(Source passage)
■ ■ ■
Fernando Zolli and Daniele Moschetti

The ministerial role of the brother

Joel Cruz
Joel Cruz

INCARNATION OF THE WORD, BROTHERHOOD
AND HUMAN PROMOTION

Below we present the experience of Brother Joel Cruz Reyes in Ecuador in which we highlight features of the ministry of the Brother from a new perspective of human promotion that has The Word as its foundation.

1. Encounter with the mission

In 1997 I arrived in Ecuador, assigned to the Afro-Ecuadorian Cultural Centre in the city of Guayaquil. At that time, the accompaniment of people of African descent revolved around religiosity and liturgical-sacramental and socio-political formation, with the aim of making them socially and ecclesially visible. For this purpose, the support of lay experts in psychology, anthropology, sociology, politics, etc. was sought.

From the behavior, attitudes and motivations I saw in the Afros who came to the Center, I realized that their dependence on the missionary was chronic. They had become accustomed to considering themselves materially, spiritually and morally destitute. Certainly, this behavior was a reflection of the shadows of their history that reached them in the present, but it was also a consequence of the paternalistic vision that had prevailed in their accompaniment. This did not allow them to grow in humanity and in spirit; it stagnated them in the role of “object,” not allowing them to advance toward the role of the ecclesial and social “subject.

2. Understanding and initiating processes

Little by little, I understood that these processes, although they were very good, were disconnected from faith and from The Word, as if the “regeneration of being Afro” was only a “human-social” problem. I realized that the processes did not reach the contemplation of the Afro-descendant as a child of God, made in the Hisimage and likeness, sculpted by history, adverse social and ecclesial circumstances. But in the end the human is conceived and desired by God with a specific mission in the Church, in society and in the world.

The results were logical because, on the one hand, the pyramidal accompaniment inherited by the predominant pastoral tradition of the Church made them “object-dependent” on the action of the “subject” who was the missionary. On the other hand, the intervention of lay specialists without a religious vision, of faith and disconnected from the Word of God, could not offer more than a way to see the African descendant and his history, as a personal and social “problem”. They did not see themselves as “human beings” but as a “social problem” an “object” of abuse, mistreatment and exclusion. They were convinced that they were only “victims” and not human beings with an ecclesial and social responsibility.

3. Presence that shares life

When I began to accompany with them, I realized that the presence of the Brother who, by his vocational nature, is stripped of the sacred, is gradually “rounding off” the relational pyramid in the cultural, social and ecclesial structures, until the circularity of the ministerial fraternity willed by Jesus is consolidated. I came to understand that the Brother, precisely because he is a religious, is able to contemplate the humanity of the people he accompanies and to set that humanity in motion (human promotion) in the Church and in society.
■ ■ ■
(Instructions)
- a) Translate this sentence from the passage about the ministry of the Brother into Spanish: "In 1997 I arrived in Ecuador, assigned to the Afro-Ecuadorian Cultural Centre in the city of Guayaquil."
- b) Transcribe the part of the passage about the ministry of the Brother that starts with "1. Encounter with" and goes on through "etc. was sought.".
- c) Answer these questions from the passage about the ministry of the Brother:
(i) In what year did the writer arrive in Ecuador?
(ii) In which city is the Afro-Ecuadorian Cultural Centre?
(iii) According to the section "Presence that shares life," what does the presence of the Brother gradually "round off"?

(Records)
■ ■ ■
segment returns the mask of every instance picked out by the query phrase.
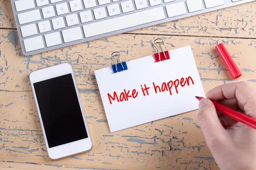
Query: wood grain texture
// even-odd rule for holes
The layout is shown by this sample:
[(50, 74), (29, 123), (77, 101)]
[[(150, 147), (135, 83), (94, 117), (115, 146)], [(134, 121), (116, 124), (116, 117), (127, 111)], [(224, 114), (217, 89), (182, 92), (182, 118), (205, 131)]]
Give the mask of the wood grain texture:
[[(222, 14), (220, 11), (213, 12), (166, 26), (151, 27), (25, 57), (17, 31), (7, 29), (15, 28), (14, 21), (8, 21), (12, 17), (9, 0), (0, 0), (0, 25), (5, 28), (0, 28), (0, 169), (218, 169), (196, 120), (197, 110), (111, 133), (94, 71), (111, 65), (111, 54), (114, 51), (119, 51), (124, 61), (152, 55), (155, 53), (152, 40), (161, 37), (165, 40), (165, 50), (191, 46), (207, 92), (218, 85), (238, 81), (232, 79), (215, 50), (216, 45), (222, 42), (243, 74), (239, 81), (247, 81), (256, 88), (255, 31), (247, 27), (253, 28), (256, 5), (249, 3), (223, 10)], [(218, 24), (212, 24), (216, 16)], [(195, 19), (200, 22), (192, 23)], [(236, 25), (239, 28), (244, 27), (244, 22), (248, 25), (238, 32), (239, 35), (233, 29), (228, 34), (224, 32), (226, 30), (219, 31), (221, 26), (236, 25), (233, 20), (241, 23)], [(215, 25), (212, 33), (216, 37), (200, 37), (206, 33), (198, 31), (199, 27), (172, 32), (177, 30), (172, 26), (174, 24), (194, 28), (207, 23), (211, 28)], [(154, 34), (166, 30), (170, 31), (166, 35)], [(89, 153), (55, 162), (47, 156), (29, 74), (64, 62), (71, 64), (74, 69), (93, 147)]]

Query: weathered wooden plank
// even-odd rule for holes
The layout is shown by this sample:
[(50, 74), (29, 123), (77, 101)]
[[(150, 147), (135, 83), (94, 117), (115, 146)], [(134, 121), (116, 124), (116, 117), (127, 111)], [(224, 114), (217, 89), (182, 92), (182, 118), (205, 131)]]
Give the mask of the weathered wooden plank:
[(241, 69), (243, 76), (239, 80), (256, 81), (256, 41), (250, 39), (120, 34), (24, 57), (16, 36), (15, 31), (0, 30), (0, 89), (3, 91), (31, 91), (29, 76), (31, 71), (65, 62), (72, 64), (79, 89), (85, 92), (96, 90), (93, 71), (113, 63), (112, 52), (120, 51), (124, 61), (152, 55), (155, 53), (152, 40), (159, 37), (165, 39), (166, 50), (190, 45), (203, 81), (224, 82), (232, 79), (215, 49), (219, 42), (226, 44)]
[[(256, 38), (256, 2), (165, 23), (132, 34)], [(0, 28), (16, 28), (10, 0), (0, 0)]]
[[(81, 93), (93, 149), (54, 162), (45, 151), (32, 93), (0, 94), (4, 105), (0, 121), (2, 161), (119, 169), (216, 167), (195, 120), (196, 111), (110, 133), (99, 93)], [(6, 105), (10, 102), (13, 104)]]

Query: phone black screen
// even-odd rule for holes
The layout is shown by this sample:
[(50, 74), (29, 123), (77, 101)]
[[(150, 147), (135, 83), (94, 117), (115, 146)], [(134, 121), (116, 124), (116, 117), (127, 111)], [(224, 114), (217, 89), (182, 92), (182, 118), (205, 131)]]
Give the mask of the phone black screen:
■ ■ ■
(Task-by-task results)
- a) En 1997 llegué a Ecuador, destinado al Centro Cultural Afroecuatoriano en la ciudad de Guayaquil.

- b)
1. Encounter with the mission

In 1997 I arrived in Ecuador, assigned to the Afro-Ecuadorian Cultural Centre in the city of Guayaquil. At that time, the accompaniment of people of African descent revolved around religiosity and liturgical-sacramental and socio-political formation, with the aim of making them socially and ecclesially visible. For this purpose, the support of lay experts in psychology, anthropology, sociology, politics, etc. was sought.

- c)
(i) 1997
(ii) Guayaquil
(iii) The relational pyramid in the cultural, social and ecclesial structures